● Problem to work on
Recast the data below as a two-column CSV with the headers input and output, giving one row for each text-and-answer pair. Put each text and each answer in its own quoted field, with line breaks replaced by spaces.

----- Input records -----

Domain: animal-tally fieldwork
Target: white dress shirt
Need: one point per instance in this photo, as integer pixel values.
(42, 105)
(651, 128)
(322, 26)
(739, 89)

-----

● Final result
input,output
"Domain: animal-tally fieldwork Target: white dress shirt Need: one point per instance in this photo, as integer pixel values.","(42, 105) (651, 128) (322, 26) (739, 89)"